Tuesday, August 16, 2011

Gender and Genetics as Sources of Attitudes Toward Science and Politics

Who is in charge of Science: Men view "Time" as more fixed, "Reality" as
less real, and "Order" as less ordered

Ira Trofimova, Cognitive Systems Research, forthcoming

Abstract: There is a controversy about the factors underlying male predominance in mathematics, natural and engineering sciences. Our study of meaning attribution, conducted in Canada, China and Russia showed that men had a consistent tendency to estimate natural phenomena (even time-related) as more fixed and limited, less real (even "Reality") and less complex (even "Complexity") than women. Concepts related to classical mechanics received significantly more positive estimations by men than by women, but phenomena related to development and reality were assessed more positively by women than by men. We argue that the methods and language of science, which historically were developed by men, were affected by a tendency of men to reduce natural phenomena to structures with Lego-like components, and to mechanical aspects of their interaction.
▬▬▬
» **Instructions for the task**
Update the abstract on gender and attitudes toward science: write it out again between "Abstract: There is" and "of their interaction.", inclusive, with "classical mechanics" changed to "Newtonian mechanics".
▬▬▬
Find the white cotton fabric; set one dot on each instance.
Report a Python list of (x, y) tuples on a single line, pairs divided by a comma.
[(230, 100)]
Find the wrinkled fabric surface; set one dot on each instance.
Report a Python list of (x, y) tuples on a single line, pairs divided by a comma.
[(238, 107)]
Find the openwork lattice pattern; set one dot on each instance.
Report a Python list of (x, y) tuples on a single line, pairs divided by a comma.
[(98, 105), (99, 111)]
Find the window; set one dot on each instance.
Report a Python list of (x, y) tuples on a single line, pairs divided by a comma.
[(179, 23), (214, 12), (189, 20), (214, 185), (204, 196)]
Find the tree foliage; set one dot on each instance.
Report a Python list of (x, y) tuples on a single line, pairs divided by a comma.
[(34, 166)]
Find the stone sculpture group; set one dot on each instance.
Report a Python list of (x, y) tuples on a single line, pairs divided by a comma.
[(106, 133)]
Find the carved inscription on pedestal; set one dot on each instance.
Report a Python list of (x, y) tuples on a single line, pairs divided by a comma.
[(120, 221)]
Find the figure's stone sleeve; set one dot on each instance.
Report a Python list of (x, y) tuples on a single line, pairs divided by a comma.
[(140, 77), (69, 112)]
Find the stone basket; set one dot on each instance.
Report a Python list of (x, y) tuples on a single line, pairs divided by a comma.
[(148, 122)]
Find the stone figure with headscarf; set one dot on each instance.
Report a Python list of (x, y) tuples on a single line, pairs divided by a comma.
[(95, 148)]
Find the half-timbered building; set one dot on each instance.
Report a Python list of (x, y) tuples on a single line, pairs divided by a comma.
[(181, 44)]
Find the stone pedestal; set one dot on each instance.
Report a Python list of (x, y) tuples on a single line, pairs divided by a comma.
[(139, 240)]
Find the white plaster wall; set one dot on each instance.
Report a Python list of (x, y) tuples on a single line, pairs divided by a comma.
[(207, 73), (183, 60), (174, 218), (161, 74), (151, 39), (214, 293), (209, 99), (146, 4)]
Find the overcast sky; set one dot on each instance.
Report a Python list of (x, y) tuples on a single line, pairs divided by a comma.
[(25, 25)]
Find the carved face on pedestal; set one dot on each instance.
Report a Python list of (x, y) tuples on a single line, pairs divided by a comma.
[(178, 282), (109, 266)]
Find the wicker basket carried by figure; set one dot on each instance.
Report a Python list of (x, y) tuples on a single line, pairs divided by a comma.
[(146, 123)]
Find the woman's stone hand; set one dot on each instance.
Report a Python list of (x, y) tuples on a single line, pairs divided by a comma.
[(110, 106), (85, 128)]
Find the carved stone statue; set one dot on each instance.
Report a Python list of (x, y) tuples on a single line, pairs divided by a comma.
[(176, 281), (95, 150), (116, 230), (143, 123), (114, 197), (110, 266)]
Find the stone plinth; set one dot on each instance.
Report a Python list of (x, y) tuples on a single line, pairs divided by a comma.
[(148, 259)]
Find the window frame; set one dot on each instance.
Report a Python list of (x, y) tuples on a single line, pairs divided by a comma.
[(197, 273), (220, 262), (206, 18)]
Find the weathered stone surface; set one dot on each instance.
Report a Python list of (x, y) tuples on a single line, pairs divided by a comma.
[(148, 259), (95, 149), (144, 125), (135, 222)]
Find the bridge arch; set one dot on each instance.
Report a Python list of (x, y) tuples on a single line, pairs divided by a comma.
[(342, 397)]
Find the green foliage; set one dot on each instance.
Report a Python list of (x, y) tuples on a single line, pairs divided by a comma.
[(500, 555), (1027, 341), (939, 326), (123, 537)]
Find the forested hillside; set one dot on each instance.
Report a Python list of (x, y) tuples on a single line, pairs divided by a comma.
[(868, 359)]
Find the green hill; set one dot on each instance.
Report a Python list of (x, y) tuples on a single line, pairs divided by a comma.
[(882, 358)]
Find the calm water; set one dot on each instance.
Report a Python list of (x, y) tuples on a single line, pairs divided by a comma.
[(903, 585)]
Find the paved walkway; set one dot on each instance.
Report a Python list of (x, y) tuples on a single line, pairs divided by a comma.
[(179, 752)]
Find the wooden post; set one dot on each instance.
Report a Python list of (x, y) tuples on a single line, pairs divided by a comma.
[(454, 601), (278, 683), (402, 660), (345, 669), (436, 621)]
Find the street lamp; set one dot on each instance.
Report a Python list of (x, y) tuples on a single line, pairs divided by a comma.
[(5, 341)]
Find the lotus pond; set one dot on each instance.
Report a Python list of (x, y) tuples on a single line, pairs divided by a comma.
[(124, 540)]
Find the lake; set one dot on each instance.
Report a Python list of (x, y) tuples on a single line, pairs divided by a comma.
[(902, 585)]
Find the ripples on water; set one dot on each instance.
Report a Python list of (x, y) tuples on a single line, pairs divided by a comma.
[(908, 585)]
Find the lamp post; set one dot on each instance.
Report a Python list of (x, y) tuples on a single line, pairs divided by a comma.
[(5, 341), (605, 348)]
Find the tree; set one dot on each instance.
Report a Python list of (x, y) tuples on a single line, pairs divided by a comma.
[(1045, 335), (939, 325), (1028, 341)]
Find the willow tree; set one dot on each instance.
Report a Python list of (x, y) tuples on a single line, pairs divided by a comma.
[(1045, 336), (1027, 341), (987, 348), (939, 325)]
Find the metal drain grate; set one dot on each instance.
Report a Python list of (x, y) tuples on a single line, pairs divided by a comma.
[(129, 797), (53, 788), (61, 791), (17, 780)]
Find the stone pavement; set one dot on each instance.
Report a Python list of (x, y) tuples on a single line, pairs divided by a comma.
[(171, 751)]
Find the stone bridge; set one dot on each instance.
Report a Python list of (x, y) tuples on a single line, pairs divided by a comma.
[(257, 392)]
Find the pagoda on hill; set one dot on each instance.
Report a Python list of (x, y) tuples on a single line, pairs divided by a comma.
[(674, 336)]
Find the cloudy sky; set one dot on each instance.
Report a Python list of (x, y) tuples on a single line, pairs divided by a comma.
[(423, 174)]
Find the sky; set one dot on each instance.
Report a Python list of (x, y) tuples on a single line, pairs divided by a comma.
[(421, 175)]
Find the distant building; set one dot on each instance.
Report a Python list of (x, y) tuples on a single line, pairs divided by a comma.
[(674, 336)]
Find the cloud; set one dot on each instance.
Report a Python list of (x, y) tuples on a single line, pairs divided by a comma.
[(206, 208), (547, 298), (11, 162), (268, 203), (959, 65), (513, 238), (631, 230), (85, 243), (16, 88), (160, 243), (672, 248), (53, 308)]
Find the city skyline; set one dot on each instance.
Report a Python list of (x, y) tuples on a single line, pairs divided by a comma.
▬▬▬
» **Result of this exercise**
Abstract: There is a controversy about the factors underlying male predominance in mathematics, natural and engineering sciences. Our study of meaning attribution, conducted in Canada, China and Russia showed that men had a consistent tendency to estimate natural phenomena (even time-related) as more fixed and limited, less real (even "Reality") and less complex (even "Complexity") than women. Concepts related to Newtonian mechanics received significantly more positive estimations by men than by women, but phenomena related to development and reality were assessed more positively by women than by men. We argue that the methods and language of science, which historically were developed by men, were affected by a tendency of men to reduce natural phenomena to structures with Lego-like components, and to mechanical aspects of their interaction.